# [Extracted records]
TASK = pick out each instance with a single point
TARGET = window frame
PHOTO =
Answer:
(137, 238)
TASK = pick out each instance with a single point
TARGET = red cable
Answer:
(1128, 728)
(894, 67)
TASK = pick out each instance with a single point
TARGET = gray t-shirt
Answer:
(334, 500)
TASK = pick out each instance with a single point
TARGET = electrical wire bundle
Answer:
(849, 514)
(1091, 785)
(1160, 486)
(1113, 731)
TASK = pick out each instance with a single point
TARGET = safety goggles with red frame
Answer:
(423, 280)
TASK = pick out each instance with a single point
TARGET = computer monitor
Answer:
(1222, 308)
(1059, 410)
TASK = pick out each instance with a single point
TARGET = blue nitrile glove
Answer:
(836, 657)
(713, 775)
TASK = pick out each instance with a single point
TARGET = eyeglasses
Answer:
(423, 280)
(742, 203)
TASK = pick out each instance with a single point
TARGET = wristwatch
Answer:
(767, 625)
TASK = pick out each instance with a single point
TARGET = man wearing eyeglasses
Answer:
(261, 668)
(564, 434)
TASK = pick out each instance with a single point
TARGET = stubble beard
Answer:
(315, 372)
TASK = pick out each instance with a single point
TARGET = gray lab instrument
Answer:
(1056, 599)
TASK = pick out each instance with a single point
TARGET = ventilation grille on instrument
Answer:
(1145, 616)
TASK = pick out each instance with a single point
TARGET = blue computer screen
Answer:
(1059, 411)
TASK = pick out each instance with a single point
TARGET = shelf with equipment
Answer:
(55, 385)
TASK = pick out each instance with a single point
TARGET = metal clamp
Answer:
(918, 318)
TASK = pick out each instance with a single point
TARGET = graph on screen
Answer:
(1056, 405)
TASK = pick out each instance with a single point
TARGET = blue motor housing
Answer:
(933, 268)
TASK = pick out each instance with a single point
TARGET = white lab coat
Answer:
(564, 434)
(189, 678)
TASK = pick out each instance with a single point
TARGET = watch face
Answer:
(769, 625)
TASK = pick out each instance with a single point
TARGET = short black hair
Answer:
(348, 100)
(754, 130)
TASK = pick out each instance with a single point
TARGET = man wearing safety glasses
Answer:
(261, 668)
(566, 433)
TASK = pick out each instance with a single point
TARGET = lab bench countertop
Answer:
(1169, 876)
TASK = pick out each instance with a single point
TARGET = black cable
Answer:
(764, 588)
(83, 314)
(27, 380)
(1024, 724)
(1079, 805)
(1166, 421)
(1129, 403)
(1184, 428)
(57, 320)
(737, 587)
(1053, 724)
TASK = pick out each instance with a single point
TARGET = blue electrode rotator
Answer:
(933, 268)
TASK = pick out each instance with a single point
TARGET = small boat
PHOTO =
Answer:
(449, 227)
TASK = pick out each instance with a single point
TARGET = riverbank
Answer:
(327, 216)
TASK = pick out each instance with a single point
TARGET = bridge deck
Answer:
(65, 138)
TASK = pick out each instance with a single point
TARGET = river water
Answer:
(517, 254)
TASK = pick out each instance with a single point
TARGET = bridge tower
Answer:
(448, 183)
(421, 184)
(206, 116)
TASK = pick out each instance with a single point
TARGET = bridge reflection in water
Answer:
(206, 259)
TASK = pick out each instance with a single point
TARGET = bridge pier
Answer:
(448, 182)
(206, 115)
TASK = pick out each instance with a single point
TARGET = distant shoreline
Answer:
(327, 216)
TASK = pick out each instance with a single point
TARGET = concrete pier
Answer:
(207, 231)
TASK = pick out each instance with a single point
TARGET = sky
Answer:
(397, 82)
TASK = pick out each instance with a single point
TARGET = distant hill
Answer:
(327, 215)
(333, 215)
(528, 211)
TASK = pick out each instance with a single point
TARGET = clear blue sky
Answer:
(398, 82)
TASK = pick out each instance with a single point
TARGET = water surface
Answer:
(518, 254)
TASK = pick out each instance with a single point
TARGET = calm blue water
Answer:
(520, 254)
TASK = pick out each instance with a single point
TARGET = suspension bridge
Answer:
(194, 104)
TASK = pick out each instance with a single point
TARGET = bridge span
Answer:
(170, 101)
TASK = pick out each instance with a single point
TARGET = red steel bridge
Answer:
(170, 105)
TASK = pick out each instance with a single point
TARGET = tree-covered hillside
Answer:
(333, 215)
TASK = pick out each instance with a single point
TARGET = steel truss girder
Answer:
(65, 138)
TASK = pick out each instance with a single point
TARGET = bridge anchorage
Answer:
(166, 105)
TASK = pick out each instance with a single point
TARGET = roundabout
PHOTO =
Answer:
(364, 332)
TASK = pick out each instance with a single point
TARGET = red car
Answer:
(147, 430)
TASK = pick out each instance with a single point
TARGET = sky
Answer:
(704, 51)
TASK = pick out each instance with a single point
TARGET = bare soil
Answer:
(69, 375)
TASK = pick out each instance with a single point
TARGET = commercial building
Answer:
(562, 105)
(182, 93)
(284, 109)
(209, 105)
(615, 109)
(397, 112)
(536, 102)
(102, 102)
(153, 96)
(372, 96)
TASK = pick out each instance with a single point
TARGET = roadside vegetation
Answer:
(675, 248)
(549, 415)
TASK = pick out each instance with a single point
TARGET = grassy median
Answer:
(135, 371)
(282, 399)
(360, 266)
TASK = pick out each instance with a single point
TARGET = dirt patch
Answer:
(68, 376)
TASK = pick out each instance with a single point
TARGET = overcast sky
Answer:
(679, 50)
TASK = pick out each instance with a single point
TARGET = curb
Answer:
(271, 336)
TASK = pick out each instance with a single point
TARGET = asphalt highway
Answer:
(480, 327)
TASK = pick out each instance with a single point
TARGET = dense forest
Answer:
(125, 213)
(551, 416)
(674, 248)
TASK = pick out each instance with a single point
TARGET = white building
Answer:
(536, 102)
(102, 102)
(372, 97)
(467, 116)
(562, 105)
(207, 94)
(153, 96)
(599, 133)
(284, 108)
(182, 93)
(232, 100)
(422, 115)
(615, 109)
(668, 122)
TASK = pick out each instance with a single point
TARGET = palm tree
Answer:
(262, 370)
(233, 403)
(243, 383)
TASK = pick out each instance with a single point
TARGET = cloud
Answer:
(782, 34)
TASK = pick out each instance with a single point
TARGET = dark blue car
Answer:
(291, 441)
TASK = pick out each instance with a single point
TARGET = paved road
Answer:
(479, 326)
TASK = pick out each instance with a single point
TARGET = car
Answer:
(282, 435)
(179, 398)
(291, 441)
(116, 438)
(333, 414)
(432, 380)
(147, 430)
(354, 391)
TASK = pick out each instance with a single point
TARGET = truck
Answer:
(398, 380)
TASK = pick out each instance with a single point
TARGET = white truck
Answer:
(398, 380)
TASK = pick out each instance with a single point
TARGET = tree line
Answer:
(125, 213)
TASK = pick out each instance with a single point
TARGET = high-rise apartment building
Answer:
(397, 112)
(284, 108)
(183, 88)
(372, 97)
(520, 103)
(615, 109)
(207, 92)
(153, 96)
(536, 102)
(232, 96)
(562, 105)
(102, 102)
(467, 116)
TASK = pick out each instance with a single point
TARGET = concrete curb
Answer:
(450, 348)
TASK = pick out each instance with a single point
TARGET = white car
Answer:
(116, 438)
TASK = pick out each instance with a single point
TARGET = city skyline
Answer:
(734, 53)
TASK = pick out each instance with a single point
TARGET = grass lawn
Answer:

# [Short problem]
Convert all of the lines above into a numbered list, leaving out any blank lines.

# [Complete response]
1. TASK = pick out each instance with a single point
2. TARGET = window frame
3. PHOTO =
4. Answer:
5. (137, 238)
6. TASK = pick out each instance with a single point
7. TARGET = red cable
8. Answer:
9. (1128, 728)
10. (894, 67)
11. TASK = pick out each instance with a single point
12. TARGET = gray t-shirt
13. Answer:
14. (334, 500)
15. TASK = pick out each instance with a single point
16. TARGET = electrical wire bundle
17. Answer:
18. (849, 514)
19. (1091, 785)
20. (1160, 486)
21. (1113, 731)
22. TASK = pick out each instance with a single point
23. TARGET = safety goggles with red frame
24. Answer:
25. (423, 280)
26. TASK = pick out each instance with a single point
27. TARGET = computer monitor
28. Answer:
29. (1222, 308)
30. (1059, 410)
31. TASK = pick out each instance with a single point
32. TARGET = blue nitrile glove
33. Answer:
34. (836, 657)
35. (713, 775)
36. TASK = pick out each instance with a single point
37. TARGET = eyeglasses
38. Answer:
39. (423, 280)
40. (742, 203)
41. TASK = pick out each instance with a single point
42. TARGET = wristwatch
43. Answer:
44. (767, 625)
45. TASK = pick out each instance with a single point
46. TARGET = man wearing eyeglasses
47. Answer:
48. (261, 668)
49. (564, 434)
50. TASK = pick out each instance with a single point
51. TARGET = stubble beard
52. Answer:
53. (315, 372)
54. TASK = pick out each instance with a single point
55. TARGET = gray lab instrument
56. Answer:
57. (1056, 599)
58. TASK = pick out each instance with a single point
59. TARGET = ventilation grille on instrument
60. Answer:
61. (1145, 616)
62. TASK = pick out each instance with a single point
63. TARGET = blue computer screen
64. Answer:
65. (1059, 411)
66. TASK = pick out each instance with a single point
67. TARGET = shelf with equipment
68. Answer:
69. (55, 385)
70. TASK = pick out each instance with a single point
71. TARGET = metal clamp
72. Answer:
73. (918, 318)
74. TASK = pick out each instance with a single point
75. TARGET = graph on screen
76. Answer:
77. (1056, 405)
78. TASK = pick out each instance with a single point
79. TARGET = blue motor housing
80. Answer:
81. (933, 268)
82. TASK = pick out each instance with a single point
83. TARGET = white lab coat
84. Answer:
85. (564, 434)
86. (189, 678)
87. TASK = pick out each instance with a single point
88. TARGET = watch face
89. Answer:
90. (769, 625)
91. TASK = pick out each instance with a single point
92. TARGET = short black hair
93. Answer:
94. (348, 100)
95. (754, 130)
96. TASK = pick out each instance with a single point
97. TARGET = man wearing safety glasses
98. Answer:
99. (261, 668)
100. (566, 433)
101. TASK = pick out each instance with a single point
102. TARGET = lab bench countertop
103. Answer:
104. (1169, 876)
105. TASK = pick out each instance with a single point
106. TARGET = black cable
107. Answer:
108. (764, 588)
109. (83, 314)
110. (27, 380)
111. (1024, 724)
112. (1079, 805)
113. (1166, 421)
114. (1129, 403)
115. (1184, 428)
116. (57, 320)
117. (737, 587)
118. (1053, 724)
119. TASK = pick out each instance with a single point
120. TARGET = blue electrode rotator
121. Answer:
122. (933, 268)
123. TASK = pick out each instance with a single point
124. TARGET = small boat
125. PHOTO =
126. Answer:
127. (449, 227)
128. TASK = pick out each instance with a single point
129. TARGET = riverbank
130. Answer:
131. (327, 216)
132. TASK = pick out each instance with a single point
133. TARGET = bridge deck
134. Answer:
135. (65, 138)
136. TASK = pick out each instance with a single point
137. TARGET = river water
138. Answer:
139. (517, 254)
140. TASK = pick out each instance with a single point
141. TARGET = bridge tower
142. Answer:
143. (448, 183)
144. (421, 184)
145. (206, 116)
146. TASK = pick out each instance with a single point
147. TARGET = bridge reflection in water
148. Answer:
149. (206, 259)
150. TASK = pick out each instance with a single point
151. TARGET = bridge pier
152. Answer:
153. (448, 182)
154. (206, 115)
155. TASK = pick out each instance with a single point
156. TARGET = distant shoreline
157. Answer:
158. (327, 216)
159. TASK = pick out each instance with a single point
160. TARGET = concrete pier
161. Answer:
162. (207, 231)
163. TASK = pick out each instance with a single point
164. TARGET = sky
165. Answer:
166. (397, 82)
167. TASK = pick out each instance with a single point
168. TARGET = distant hill
169. Answer:
170. (327, 215)
171. (333, 215)
172. (528, 211)
173. TASK = pick out each instance with a single point
174. TARGET = clear blue sky
175. Answer:
176. (398, 82)
177. TASK = pick out each instance with a single point
178. TARGET = water surface
179. Answer:
180. (518, 254)
181. TASK = pick out each instance with a single point
182. TARGET = calm blue water
183. Answer:
184. (520, 254)
185. TASK = pick out each instance with a single point
186. TARGET = suspension bridge
187. Answer:
188. (194, 104)
189. TASK = pick out each instance with a single point
190. TARGET = bridge span
191. Answer:
192. (170, 101)
193. TASK = pick out each instance with a single point
194. TARGET = red steel bridge
195. Answer:
196. (170, 105)
197. TASK = pick out each instance with a single point
198. TARGET = tree-covered hillside
199. Answer:
200. (333, 215)
201. TASK = pick out each instance with a single point
202. TARGET = steel truss girder
203. Answer:
204. (65, 138)
205. TASK = pick out each instance with a single point
206. TARGET = bridge anchorage
207. Answer:
208. (166, 105)
209. TASK = pick out each instance with a single point
210. TARGET = roundabout
211. PHOTO =
212. Answer:
213. (364, 332)
214. TASK = pick out each instance with a single point
215. TARGET = red car
216. Answer:
217. (147, 430)
218. TASK = pick out each instance with a single point
219. TARGET = sky
220. Answer:
221. (704, 51)
222. TASK = pick out each instance with a single point
223. TARGET = bare soil
224. Answer:
225. (69, 375)
226. TASK = pick out each instance with a single point
227. TARGET = commercial building
228. Answer:
229. (562, 105)
230. (182, 93)
231. (284, 109)
232. (209, 105)
233. (615, 109)
234. (397, 112)
235. (536, 102)
236. (102, 102)
237. (153, 96)
238. (372, 96)
239. TASK = pick out each instance with a single point
240. TARGET = roadside vegetation
241. Answer:
242. (675, 248)
243. (549, 415)
244. TASK = pick out each instance with a single point
245. TARGET = grassy median
246. Answer:
247. (135, 371)
248. (282, 399)
249. (360, 266)
250. TASK = pick out each instance with a single point
251. TARGET = dirt patch
252. Answer:
253. (68, 376)
254. TASK = pick out each instance with a single point
255. TARGET = overcast sky
256. Answer:
257. (679, 50)
258. TASK = pick out each instance with a single point
259. TARGET = curb
260. Answer:
261. (271, 336)
262. TASK = pick out each instance with a single point
263. TARGET = asphalt highway
264. Answer:
265. (480, 327)
266. TASK = pick out each instance with a single point
267. TARGET = dense forest
268. Answer:
269. (125, 213)
270. (551, 416)
271. (674, 248)
272. TASK = pick out each instance with a single point
273. TARGET = white building
274. Answer:
275. (536, 102)
276. (102, 102)
277. (372, 97)
278. (467, 116)
279. (562, 105)
280. (207, 94)
281. (153, 96)
282. (599, 133)
283. (284, 108)
284. (182, 93)
285. (232, 100)
286. (422, 115)
287. (615, 109)
288. (668, 122)
289. TASK = pick out each instance with a single point
290. TARGET = palm tree
291. Answer:
292. (262, 370)
293. (233, 403)
294. (243, 383)
295. TASK = pick out each instance with a single point
296. TARGET = cloud
297. Answer:
298. (782, 34)
299. TASK = pick out each instance with a single point
300. TARGET = dark blue car
301. Answer:
302. (291, 441)
303. TASK = pick out each instance with a single point
304. TARGET = paved road
305. Answer:
306. (479, 326)
307. TASK = pick out each instance with a single point
308. TARGET = car
309. Answer:
310. (282, 435)
311. (179, 398)
312. (291, 441)
313. (116, 438)
314. (333, 414)
315. (432, 380)
316. (147, 430)
317. (354, 391)
318. TASK = pick out each instance with a single point
319. TARGET = truck
320. Answer:
321. (398, 380)
322. TASK = pick out each instance with a single point
323. TARGET = white truck
324. Answer:
325. (398, 380)
326. TASK = pick out each instance with a single point
327. TARGET = tree line
328. Answer:
329. (125, 213)
330. TASK = pick out each instance with a single point
331. TARGET = high-rise apartment building
332. Answer:
333. (397, 112)
334. (284, 108)
335. (183, 88)
336. (372, 97)
337. (520, 103)
338. (615, 109)
339. (207, 92)
340. (153, 96)
341. (536, 102)
342. (232, 96)
343. (562, 105)
344. (102, 102)
345. (467, 116)
346. TASK = pick out each instance with a single point
347. TARGET = concrete curb
348. Answer:
349. (450, 348)
350. TASK = pick out each instance with a single point
351. TARGET = white car
352. Answer:
353. (116, 438)
354. TASK = pick out each instance with a single point
355. TARGET = city skyline
356. Answer:
357. (734, 53)
358. TASK = pick out each instance with a single point
359. TARGET = grass lawn
360. Answer:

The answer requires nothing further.